Supplied text:
Researcher would head pharmaceutical sciences

Pollack is continuing to negotiate with Phillip Lazarus to chair the pharmaceutical sciences department, which will move from Pullman to Spokane in summer 2014. HSSA’s contribution to the recruitment package will be $500,000 over two years, pending finalization of the recruitment.

Lazarus is a professor in the departments of pharmacology and public health sciences at Pennsylvania State University College of Medicine. He successfully developed a multi-million dollar center for pharmacogenetics in the Penn State Cancer Institute and serves as its director. He maintains a vigorous independent, federally funded research program.

Pollack said the College of Pharmacy growth model has Lazarus hiring 10 new faculty in the first five years. At the end of five years, he expects the pharmaceutical sciences department will generate $10 million in annual funding, have 40 Ph.D.-seeking students, and have a research staff of 75, another significant contribution to Spokane’s economy.

Equipment aids research, recruitment

HSSA also awarded funding to assist WSU with creating a microscopy core laboratory and a mass spectrometry core laboratory.
HSSA awarded $243,363 to purchase a laser scanning confocal microscope with a four-year service contract and technical support to meet current research requirements and projected needs of faculty recruits into the Division of Health Sciences. The capability of confocal microscopy is performing optical sectioning of thick biologic samples (tissues or cells) and three-dimensional reconstruction of images that are collected.

“We cannot attract first-tier life sciences researchers without a confocal microscope,” said Ken Roberts, director of the WWAMI medical education program in Spokane. “In fact, I lost one candidate I’d recruited because I couldn’t provide one. This type of equipment is no longer a luxury; it’s part of the standard research toolkit.”
WWAMI is a partnership between WSU and the University of Washington for educating new physicians.

Instrument considered “gold standard”

HSSA also awarded $234,500 for the mass spectrometry core laboratory, which is half the cost of the equipment.
It is considered the gold standard in drug and metabolite analysis, Pollack said, because of: its ability to detect drugs/metabolites at very low concentrations; its ability to distinguish a specific drug/metabolite from all other compounds in a biologic sample; and its speed, meaning a short turnaround time for results.

About WSU College of Pharmacy and WSU Health Sciences

The WSU College of Pharmacy is in the process of moving its Pullman facilities and people to the WSU Health Sciences campus in Spokane. More than half the college already is located in Spokane, a physical relocation that began when the doctor of pharmacy degree program moved its third year of professional study there in fall 2002.

The college currently graduates about 92 pharmacists each year, has a growing Ph.D. program in pharmaceutical sciences and is home to the WSU program in nutrition and exercise physiology, which offers both undergraduate completion degrees and graduate degrees.

WSU’s Spokane campus was proclaimed the university’s health sciences campus by the WSU Board of Regents in September 2010. The proclamation said the campus would move forward “…with a focus and commitment to grow graduate and professional education in the biomedical and health sciences, discover new knowledge through fundamental and translational research, and engage with people and communities throughout the region and the state to improve health in order to create a full-fledged research-intensive enterprise …”

WSU was a founding partner with the University of Washington in the five-state collaborative medical education program, WWAMI – for Washington Wyoming Alaska Montana Idaho. WWAMI is active on both Pullman and Spokane campuses.
A 2010 economic impact study found that continuing to build the Spokane campus as a research-intensive comprehensive academic health science campus would drive growth in the regional healthcare sector with an eventual statewide economic impact of $2.1 billion per year. Of that, $1.6 billion in economic impact would be felt in eastern Washington.

Gary M. Pollack has been dean of the WSU College of Pharmacy since August 2010 and was appointed vice provost of WSU Health Sciences beginning July 1, 2011.

Records provided:
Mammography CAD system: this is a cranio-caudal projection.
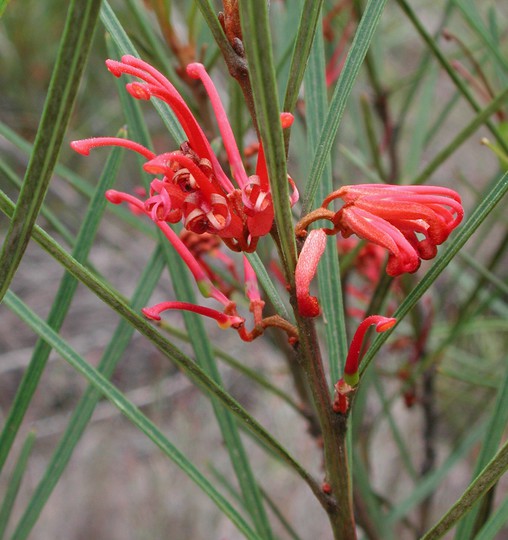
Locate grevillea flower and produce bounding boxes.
[322,184,464,276]
[141,302,245,329]
[295,229,326,317]
[333,315,397,414]
[71,55,298,252]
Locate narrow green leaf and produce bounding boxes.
[283,0,324,117]
[396,0,508,153]
[0,0,9,18]
[0,159,74,246]
[475,497,508,540]
[302,0,386,215]
[305,24,348,385]
[404,66,439,178]
[0,431,35,538]
[453,0,508,75]
[0,0,101,300]
[239,0,297,274]
[0,190,321,502]
[421,436,508,540]
[360,173,508,372]
[166,246,274,539]
[388,423,486,523]
[0,122,155,237]
[9,248,164,540]
[108,33,273,539]
[412,87,508,184]
[0,142,122,470]
[101,0,187,144]
[4,291,259,540]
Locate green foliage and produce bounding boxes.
[0,0,508,540]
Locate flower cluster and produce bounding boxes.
[71,55,298,342]
[71,55,298,252]
[296,184,464,317]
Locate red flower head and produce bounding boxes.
[295,229,326,317]
[71,55,298,252]
[322,184,464,276]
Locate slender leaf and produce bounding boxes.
[109,30,273,539]
[0,191,321,502]
[388,423,486,523]
[475,497,508,540]
[101,0,186,143]
[0,142,122,470]
[8,248,164,540]
[453,0,508,75]
[305,23,348,385]
[0,0,101,300]
[396,0,508,156]
[283,0,323,114]
[4,291,259,540]
[239,0,296,274]
[0,431,35,538]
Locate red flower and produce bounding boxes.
[295,229,326,317]
[71,56,298,252]
[322,184,464,276]
[332,315,397,414]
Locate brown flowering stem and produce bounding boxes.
[294,310,356,540]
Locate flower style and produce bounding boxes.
[71,55,298,252]
[322,184,464,276]
[71,55,298,343]
[295,229,326,317]
[296,184,464,276]
[333,315,397,414]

Work order 1: According to the WSU College of Pharmacy text, how much did HSSA award to buy the laser scanning confocal microscope?
Work order 2: Please extract the passage of the WSU College of Pharmacy text starting at "The college currently" and ending at "and graduate degrees.".

Response 1: $243,363

Response 2:
The college currently graduates about 92 pharmacists each year, has a growing Ph.D. program in pharmaceutical sciences and is home to the WSU program in nutrition and exercise physiology, which offers both undergraduate completion degrees and graduate degrees.